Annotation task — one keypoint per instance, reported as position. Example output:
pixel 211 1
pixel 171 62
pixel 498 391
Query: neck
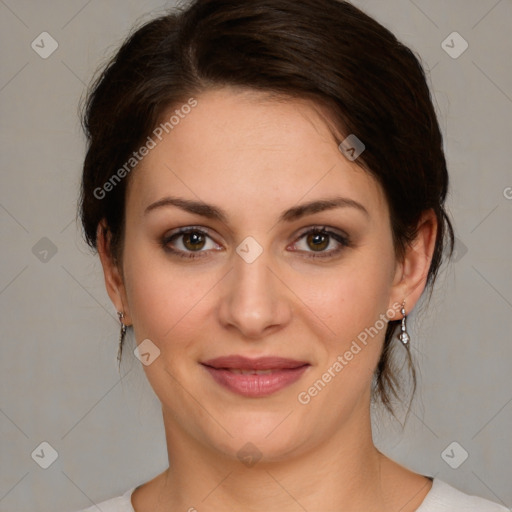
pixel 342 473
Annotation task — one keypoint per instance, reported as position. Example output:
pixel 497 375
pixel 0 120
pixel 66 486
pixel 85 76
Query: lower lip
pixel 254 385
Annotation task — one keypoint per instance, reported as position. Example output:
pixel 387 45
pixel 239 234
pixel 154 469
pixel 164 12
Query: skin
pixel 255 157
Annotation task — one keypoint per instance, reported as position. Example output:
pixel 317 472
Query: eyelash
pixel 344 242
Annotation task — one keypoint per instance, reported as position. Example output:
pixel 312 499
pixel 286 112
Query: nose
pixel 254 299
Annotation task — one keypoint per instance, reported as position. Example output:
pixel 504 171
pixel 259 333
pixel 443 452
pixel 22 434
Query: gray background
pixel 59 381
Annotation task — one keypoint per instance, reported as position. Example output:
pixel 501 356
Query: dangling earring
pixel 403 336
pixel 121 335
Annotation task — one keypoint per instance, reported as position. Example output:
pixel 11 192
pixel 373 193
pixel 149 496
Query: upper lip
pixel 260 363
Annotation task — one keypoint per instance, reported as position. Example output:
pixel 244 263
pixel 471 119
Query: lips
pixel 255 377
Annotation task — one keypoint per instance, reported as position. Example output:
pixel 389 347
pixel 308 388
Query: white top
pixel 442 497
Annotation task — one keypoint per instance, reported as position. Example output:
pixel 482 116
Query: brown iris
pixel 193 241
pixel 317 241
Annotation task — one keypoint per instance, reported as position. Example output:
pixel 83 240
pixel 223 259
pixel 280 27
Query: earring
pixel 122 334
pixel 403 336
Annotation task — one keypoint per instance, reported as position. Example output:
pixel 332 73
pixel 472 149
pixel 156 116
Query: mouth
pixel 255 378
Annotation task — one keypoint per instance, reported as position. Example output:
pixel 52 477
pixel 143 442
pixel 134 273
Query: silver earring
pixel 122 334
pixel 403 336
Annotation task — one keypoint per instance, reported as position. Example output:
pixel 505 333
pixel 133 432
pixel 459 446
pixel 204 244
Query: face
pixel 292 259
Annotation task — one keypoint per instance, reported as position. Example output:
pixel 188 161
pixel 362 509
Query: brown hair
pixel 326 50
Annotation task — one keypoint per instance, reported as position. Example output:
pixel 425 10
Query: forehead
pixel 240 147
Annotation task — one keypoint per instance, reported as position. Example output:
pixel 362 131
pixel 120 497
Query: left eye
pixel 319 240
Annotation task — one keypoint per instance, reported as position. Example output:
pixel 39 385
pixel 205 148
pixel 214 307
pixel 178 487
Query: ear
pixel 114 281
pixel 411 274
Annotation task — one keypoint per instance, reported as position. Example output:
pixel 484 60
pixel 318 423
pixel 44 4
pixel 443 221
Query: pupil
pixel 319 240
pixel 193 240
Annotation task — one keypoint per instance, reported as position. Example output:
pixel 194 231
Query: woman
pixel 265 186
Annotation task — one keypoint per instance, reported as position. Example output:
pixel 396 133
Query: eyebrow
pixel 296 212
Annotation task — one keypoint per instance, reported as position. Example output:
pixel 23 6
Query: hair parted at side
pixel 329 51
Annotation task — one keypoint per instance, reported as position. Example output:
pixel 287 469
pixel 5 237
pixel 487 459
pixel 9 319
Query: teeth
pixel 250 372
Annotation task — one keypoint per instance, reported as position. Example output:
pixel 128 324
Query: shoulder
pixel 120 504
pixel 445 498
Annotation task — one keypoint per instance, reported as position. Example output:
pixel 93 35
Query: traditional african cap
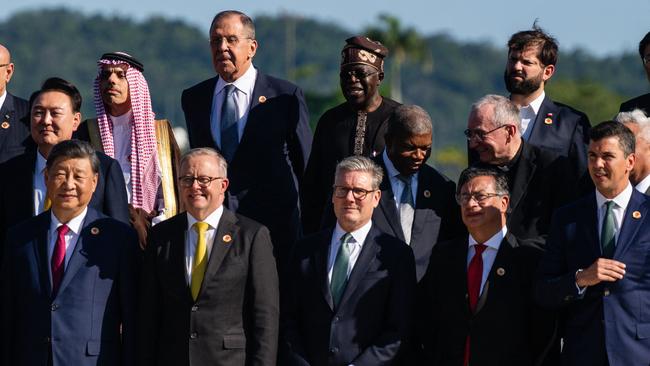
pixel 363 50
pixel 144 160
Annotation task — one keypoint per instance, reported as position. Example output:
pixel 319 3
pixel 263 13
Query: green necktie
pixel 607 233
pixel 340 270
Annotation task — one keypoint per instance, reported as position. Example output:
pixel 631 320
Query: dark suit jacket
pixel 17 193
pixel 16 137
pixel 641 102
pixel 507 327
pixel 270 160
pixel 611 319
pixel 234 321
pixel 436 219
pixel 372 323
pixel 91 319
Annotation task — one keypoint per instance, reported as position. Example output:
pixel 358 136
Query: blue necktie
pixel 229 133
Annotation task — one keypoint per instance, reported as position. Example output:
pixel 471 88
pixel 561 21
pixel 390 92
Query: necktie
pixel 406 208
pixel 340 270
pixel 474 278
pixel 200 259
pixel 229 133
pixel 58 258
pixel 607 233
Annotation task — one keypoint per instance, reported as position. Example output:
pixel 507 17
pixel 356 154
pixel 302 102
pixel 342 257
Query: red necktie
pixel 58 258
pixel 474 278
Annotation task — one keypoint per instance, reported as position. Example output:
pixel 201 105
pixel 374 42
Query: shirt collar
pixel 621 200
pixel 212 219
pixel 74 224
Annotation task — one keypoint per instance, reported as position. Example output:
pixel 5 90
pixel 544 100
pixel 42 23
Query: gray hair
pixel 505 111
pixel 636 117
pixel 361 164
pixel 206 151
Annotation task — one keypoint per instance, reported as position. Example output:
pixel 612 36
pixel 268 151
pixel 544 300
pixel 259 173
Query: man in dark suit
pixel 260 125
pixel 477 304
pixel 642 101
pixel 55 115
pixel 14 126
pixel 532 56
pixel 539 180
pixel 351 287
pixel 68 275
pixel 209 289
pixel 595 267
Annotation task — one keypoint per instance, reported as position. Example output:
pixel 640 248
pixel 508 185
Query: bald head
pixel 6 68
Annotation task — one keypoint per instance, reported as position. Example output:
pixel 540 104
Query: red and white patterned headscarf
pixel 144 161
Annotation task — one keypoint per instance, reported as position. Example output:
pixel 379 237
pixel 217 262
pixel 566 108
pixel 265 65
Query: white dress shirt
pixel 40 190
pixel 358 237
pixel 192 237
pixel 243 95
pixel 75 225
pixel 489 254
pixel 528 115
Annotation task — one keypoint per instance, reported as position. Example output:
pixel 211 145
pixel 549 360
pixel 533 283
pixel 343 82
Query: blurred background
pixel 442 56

_ _ _ _

**What the task asks:** Convert the lines of all the records above into a JSON list of strings, one string per line, with blank lines dropped. Leave the pictures out.

**Exercise response:**
[
  "Annotation task — one keypoint per instance, reported as position. Example output:",
  "pixel 211 1",
  "pixel 171 62",
  "pixel 498 391",
  "Query: neck",
  "pixel 342 473",
  "Annotation task — one keypoint per instance, reported as position. Example output:",
  "pixel 497 375",
  "pixel 0 120",
  "pixel 66 486",
  "pixel 85 76",
  "Query: lower lip",
  "pixel 254 385",
  "Annotation task — one keypoint per instance, reported as position. Example output:",
  "pixel 387 45",
  "pixel 239 234",
  "pixel 154 469",
  "pixel 164 12",
  "Query: skin",
  "pixel 255 157",
  "Annotation task — one keypoint per instance, reported as position. Example output:",
  "pixel 317 472",
  "Query: eyelash",
  "pixel 344 242",
  "Annotation task — one keypoint per instance, reported as position. Example output:",
  "pixel 312 499",
  "pixel 286 112",
  "Query: nose",
  "pixel 254 299",
  "Annotation task — one keypoint per instance, reported as position. Example output:",
  "pixel 504 171",
  "pixel 259 333",
  "pixel 443 452",
  "pixel 22 434",
  "Query: gray background",
  "pixel 59 381",
  "Annotation task — one keypoint per instance, reported as position. Example output:",
  "pixel 501 356",
  "Query: dangling earring",
  "pixel 403 336",
  "pixel 121 335",
  "Annotation task — one keypoint per instance, reported as position. Example output:",
  "pixel 11 192",
  "pixel 373 193",
  "pixel 149 496",
  "Query: upper lip",
  "pixel 260 363",
  "Annotation task — one keypoint per instance, reported as position. Example output:",
  "pixel 244 263",
  "pixel 471 119",
  "Query: lips",
  "pixel 255 377",
  "Annotation task — one keypoint per instance, reported as position. Example output:",
  "pixel 389 347",
  "pixel 308 388",
  "Query: white top",
  "pixel 442 497",
  "Annotation task — one keypoint per instance, reported as position. Example output:",
  "pixel 482 116",
  "Query: brown iris",
  "pixel 193 241",
  "pixel 317 241",
  "Annotation task — one keypoint per instance, reported as position. Example output:",
  "pixel 83 240",
  "pixel 223 259",
  "pixel 280 27",
  "Query: earring",
  "pixel 122 334",
  "pixel 403 336",
  "Annotation task — one keypoint per instance, reported as position. Example output:",
  "pixel 332 73",
  "pixel 472 149",
  "pixel 156 116",
  "Query: mouth",
  "pixel 255 378",
  "Annotation task — one keypoint per instance, reported as position. Example output:",
  "pixel 52 477",
  "pixel 143 442",
  "pixel 134 273",
  "Query: silver earring",
  "pixel 122 334",
  "pixel 403 336",
  "Annotation task — one keypoint per instance, reported as position. Example output:",
  "pixel 505 333",
  "pixel 133 432",
  "pixel 459 446",
  "pixel 204 244",
  "Query: face",
  "pixel 292 259",
  "Annotation task — one keypoint per instance, reported as position. Example output:",
  "pixel 188 161",
  "pixel 362 509",
  "Query: brown hair",
  "pixel 326 50",
  "Annotation task — one keypoint per instance, reported as position. Example output:",
  "pixel 425 10",
  "Query: forehead",
  "pixel 240 147",
  "Annotation task — one keypoint per instance, reported as position. Example output:",
  "pixel 362 131",
  "pixel 120 497",
  "Query: left eye",
  "pixel 319 240",
  "Annotation task — one keypoint per instance, reported as position. Example output:",
  "pixel 39 385",
  "pixel 205 148",
  "pixel 214 307",
  "pixel 178 487",
  "Query: ear",
  "pixel 114 281",
  "pixel 411 274",
  "Annotation task — one keypoint per instance, reported as position. Example output:",
  "pixel 484 60",
  "pixel 318 423",
  "pixel 44 4",
  "pixel 443 221",
  "Query: pupil",
  "pixel 319 240",
  "pixel 193 240",
  "Annotation task — one keypoint per instance, reported as position. Example output:",
  "pixel 194 231",
  "Query: woman",
  "pixel 265 186",
  "Annotation task — one keypoint per instance, reported as position. Example output:",
  "pixel 396 133",
  "Query: eyebrow",
  "pixel 296 212",
  "Annotation task — one keypoint per instance, reported as position. Example output:",
  "pixel 23 6",
  "Query: hair parted at side",
  "pixel 329 51",
  "Annotation task — one keypoint per instance, reported as position. Example output:",
  "pixel 287 469",
  "pixel 5 237",
  "pixel 487 459",
  "pixel 9 319",
  "Query: teeth",
  "pixel 250 372",
  "Annotation task — one keypoint per instance, reported as position. Example output:",
  "pixel 128 324",
  "Query: shoulder",
  "pixel 120 504",
  "pixel 445 498",
  "Annotation task — one keypoint per instance, reported as position. Example output:",
  "pixel 93 35",
  "Query: traditional african cap",
  "pixel 363 50",
  "pixel 144 160",
  "Annotation task — one keypoint per instance, reported as position. Example output:",
  "pixel 319 3",
  "pixel 263 13",
  "Query: green necktie",
  "pixel 607 233",
  "pixel 340 270",
  "Annotation task — one keypoint per instance, reported as position. Example output:",
  "pixel 631 320",
  "Query: dark suit jacket",
  "pixel 17 193",
  "pixel 16 137",
  "pixel 641 102",
  "pixel 507 327",
  "pixel 270 160",
  "pixel 611 319",
  "pixel 234 321",
  "pixel 436 219",
  "pixel 372 323",
  "pixel 91 319",
  "Annotation task — one keypoint per instance, reported as position. Example output:",
  "pixel 358 136",
  "Query: blue necktie",
  "pixel 229 133",
  "Annotation task — one keypoint per instance, reported as position. Example output:",
  "pixel 471 88",
  "pixel 561 21",
  "pixel 390 92",
  "Query: necktie",
  "pixel 406 208",
  "pixel 340 270",
  "pixel 474 278",
  "pixel 200 259",
  "pixel 229 133",
  "pixel 58 258",
  "pixel 607 233",
  "Annotation task — one keypoint per instance, reported as position. Example output:",
  "pixel 507 17",
  "pixel 356 154",
  "pixel 302 102",
  "pixel 342 257",
  "Query: red necktie",
  "pixel 58 258",
  "pixel 474 278",
  "Annotation task — one keypoint per instance, reported as position. Example output:",
  "pixel 201 105",
  "pixel 374 42",
  "Query: shirt collar",
  "pixel 621 200",
  "pixel 212 219",
  "pixel 74 224",
  "Annotation task — one keypoint per instance, reported as position. Example output:",
  "pixel 5 90",
  "pixel 544 100",
  "pixel 42 23",
  "Query: gray hair",
  "pixel 505 111",
  "pixel 636 117",
  "pixel 361 164",
  "pixel 206 151",
  "Annotation task — one keypoint per instance, reported as position. Example output:",
  "pixel 612 36",
  "pixel 268 151",
  "pixel 544 300",
  "pixel 259 173",
  "Query: man in dark suit",
  "pixel 260 125",
  "pixel 477 304",
  "pixel 642 101",
  "pixel 55 115",
  "pixel 14 126",
  "pixel 532 56",
  "pixel 539 180",
  "pixel 351 287",
  "pixel 68 275",
  "pixel 209 289",
  "pixel 595 267",
  "Annotation task — one keypoint per instance, reported as position. Example output:",
  "pixel 640 248",
  "pixel 508 185",
  "Query: bald head",
  "pixel 6 68",
  "Annotation task — one keypoint per instance, reported as position. Example output:",
  "pixel 540 104",
  "Query: red and white patterned headscarf",
  "pixel 144 161",
  "Annotation task — one keypoint per instance, reported as position. Example output:",
  "pixel 379 237",
  "pixel 217 262",
  "pixel 566 108",
  "pixel 265 65",
  "Query: white dress shirt",
  "pixel 40 190",
  "pixel 358 237",
  "pixel 192 237",
  "pixel 243 95",
  "pixel 75 225",
  "pixel 489 254",
  "pixel 528 115",
  "Annotation task — one keypoint per instance, reported as position. Example output:",
  "pixel 211 145",
  "pixel 549 360",
  "pixel 533 283",
  "pixel 343 82",
  "Query: blurred background",
  "pixel 442 56"
]